STATED GOAL
Reproduce word for word the stretch of the New Zealand inflation commentary that starts at the words "However, from a" and ends after "possible next step.".

EXCERPT PROVIDED
However, from a policy perspective, the key measure that is likely to be most effective in materially improving housing affordability is an increase in housing supply. The Auckland Unitary Plan should achieve this over time (as we discussed in the first chapter, above); however, given the current rates of construction and the existing undersupply, it will take many years just to bring the Auckland market back into balance.

For the RBNZ, some of the financial stability risks have been mitigated by the macro-prudential measures already put in place. However, household debt has still been rising very quickly, leaving households exposed to the risk of higher interest rates in future. The possibility of imposing some form of debt-to-income cap on new mortgages has been raised as a possible next step.

Inflation may be past its trough

Despite strong economic growth in New Zealand over the past three years or so, CPI inflation has been consistently below target. The last time annual CPI inflation was at or above the RBNZ’s ‘near 2%’ medium-term target was in Q3 2011. Inflation has also been below the 1-3% target band since Q3 2014 (Chart 18). Of greater concern to the RBNZ has been that this extended period of low inflation has also weighed on measures of inflation expectations, which increases the risk of low inflation becoming embedded (Chart 19).

As we have written before, a key reason why inflation has remained low, despite strong economic growth in recent years, has been that the economy’s supply potential has also been growing strongly (see New Zealand Economics: A challenge for the 25-yr old inflation targeting regime, 21 January 2016). The main driver of this has been record levels of net inward migration, which have boosted the supply of available workers. As a result, wage pressures have remained well-contained, as strong labour demand has been met by ample labour supply.

However, we expect that the low point for inflation has now been passed and that CPI inflation should actually lift quite quickly over coming quarters. The major driver will be the fading drag from petrol prices. The previous decline in petrol prices is expected to drop out of the annual CPI inflation calculation and, in early 2017, petrol prices are likely to be a positive factor for CPI inflation in y-o-y terms (Chart 20). We expect annual CPI inflation will jump from 0.4% y-o-y in Q3 2016 to 1.2% y-o-y in the Q4 2016 release (due out on 26 January 2017).

For the RBNZ, it is expected to be a relief to have CPI inflation back within the 1-3% target band, especially if it helps support slightly higher inflation expectations. However, the central bank’s main goal is “keeping future average inflation near the 2% target mid-point.” In practical terms, this means keeping underlying inflation near 2%.

Over the past few years, most measures of underlying inflation have been higher than the headline inflation numbers, because they generally strip out the impact of petrol prices (Chart 21). Nonetheless, they have still been fairly weak, with most of them tracking around the bottom of the target band. The underlying measures will not benefit from the positive base effects of petrol prices, and so are unlikely to experience the rebound expected to be seen in headline inflation over the next few quarters. More positively, though, most measures of underlying inflation did lift a little over 2016, suggesting that domestic price pressures are gradually building.

Construction sector is showing signs of stretched capacity

For underlying, domestically generated inflation pressures to rise, spare capacity will have to be reduced. There is already some evidence that this is happening, particularly in the construction sector. Perhaps unsurprisingly, given the growth in activity in this sector, there are signs that capacity is becoming stretched and cost pressures are rising. The cost of new housing (excluding the land value), as measured in the CPI, rose by 6.3% over the year to Q3 2016, up from 4.8% two years ago (Chart 22). As construction activity continues to ramp up, the pace of cost growth is also likely to accelerate.

ENTRIES
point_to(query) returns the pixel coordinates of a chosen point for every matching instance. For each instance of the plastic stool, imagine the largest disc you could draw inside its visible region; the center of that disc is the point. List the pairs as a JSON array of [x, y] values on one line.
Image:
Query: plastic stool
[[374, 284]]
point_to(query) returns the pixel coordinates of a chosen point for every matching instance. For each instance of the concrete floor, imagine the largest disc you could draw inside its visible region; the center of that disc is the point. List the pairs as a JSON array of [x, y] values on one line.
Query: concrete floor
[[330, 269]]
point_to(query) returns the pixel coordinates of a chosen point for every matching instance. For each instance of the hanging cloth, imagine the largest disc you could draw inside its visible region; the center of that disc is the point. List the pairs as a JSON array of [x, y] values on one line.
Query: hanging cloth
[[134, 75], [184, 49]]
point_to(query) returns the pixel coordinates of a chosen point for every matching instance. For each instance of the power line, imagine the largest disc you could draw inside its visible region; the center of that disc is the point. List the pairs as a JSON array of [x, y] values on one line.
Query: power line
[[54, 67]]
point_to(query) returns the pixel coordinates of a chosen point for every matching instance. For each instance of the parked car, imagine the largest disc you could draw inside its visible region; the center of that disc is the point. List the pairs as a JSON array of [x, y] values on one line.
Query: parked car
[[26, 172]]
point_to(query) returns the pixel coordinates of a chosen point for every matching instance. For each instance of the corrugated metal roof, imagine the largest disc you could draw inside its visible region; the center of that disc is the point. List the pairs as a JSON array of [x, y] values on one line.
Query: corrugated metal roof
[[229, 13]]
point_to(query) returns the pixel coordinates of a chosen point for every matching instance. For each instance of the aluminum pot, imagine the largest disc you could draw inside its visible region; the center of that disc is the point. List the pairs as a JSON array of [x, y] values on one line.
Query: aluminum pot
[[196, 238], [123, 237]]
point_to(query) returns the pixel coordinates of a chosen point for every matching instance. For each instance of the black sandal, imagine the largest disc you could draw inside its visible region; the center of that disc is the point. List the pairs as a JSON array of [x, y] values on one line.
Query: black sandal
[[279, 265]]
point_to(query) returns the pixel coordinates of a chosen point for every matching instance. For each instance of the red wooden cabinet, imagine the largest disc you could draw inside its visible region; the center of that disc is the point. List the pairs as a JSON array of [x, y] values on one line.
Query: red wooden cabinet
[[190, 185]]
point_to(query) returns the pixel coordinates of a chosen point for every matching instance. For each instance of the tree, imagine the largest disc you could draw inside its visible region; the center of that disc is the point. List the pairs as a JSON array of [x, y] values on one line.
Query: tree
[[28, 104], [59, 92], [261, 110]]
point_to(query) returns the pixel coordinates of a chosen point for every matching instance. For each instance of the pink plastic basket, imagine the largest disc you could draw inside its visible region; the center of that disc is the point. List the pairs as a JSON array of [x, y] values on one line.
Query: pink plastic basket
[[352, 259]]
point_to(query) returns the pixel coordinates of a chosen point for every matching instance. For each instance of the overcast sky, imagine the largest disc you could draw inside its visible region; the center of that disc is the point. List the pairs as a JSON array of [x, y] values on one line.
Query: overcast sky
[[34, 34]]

TASK RESPONSE
However, from a policy perspective, the key measure that is likely to be most effective in materially improving housing affordability is an increase in housing supply. The Auckland Unitary Plan should achieve this over time (as we discussed in the first chapter, above); however, given the current rates of construction and the existing undersupply, it will take many years just to bring the Auckland market back into balance.

For the RBNZ, some of the financial stability risks have been mitigated by the macro-prudential measures already put in place. However, household debt has still been rising very quickly, leaving households exposed to the risk of higher interest rates in future. The possibility of imposing some form of debt-to-income cap on new mortgages has been raised as a possible next step.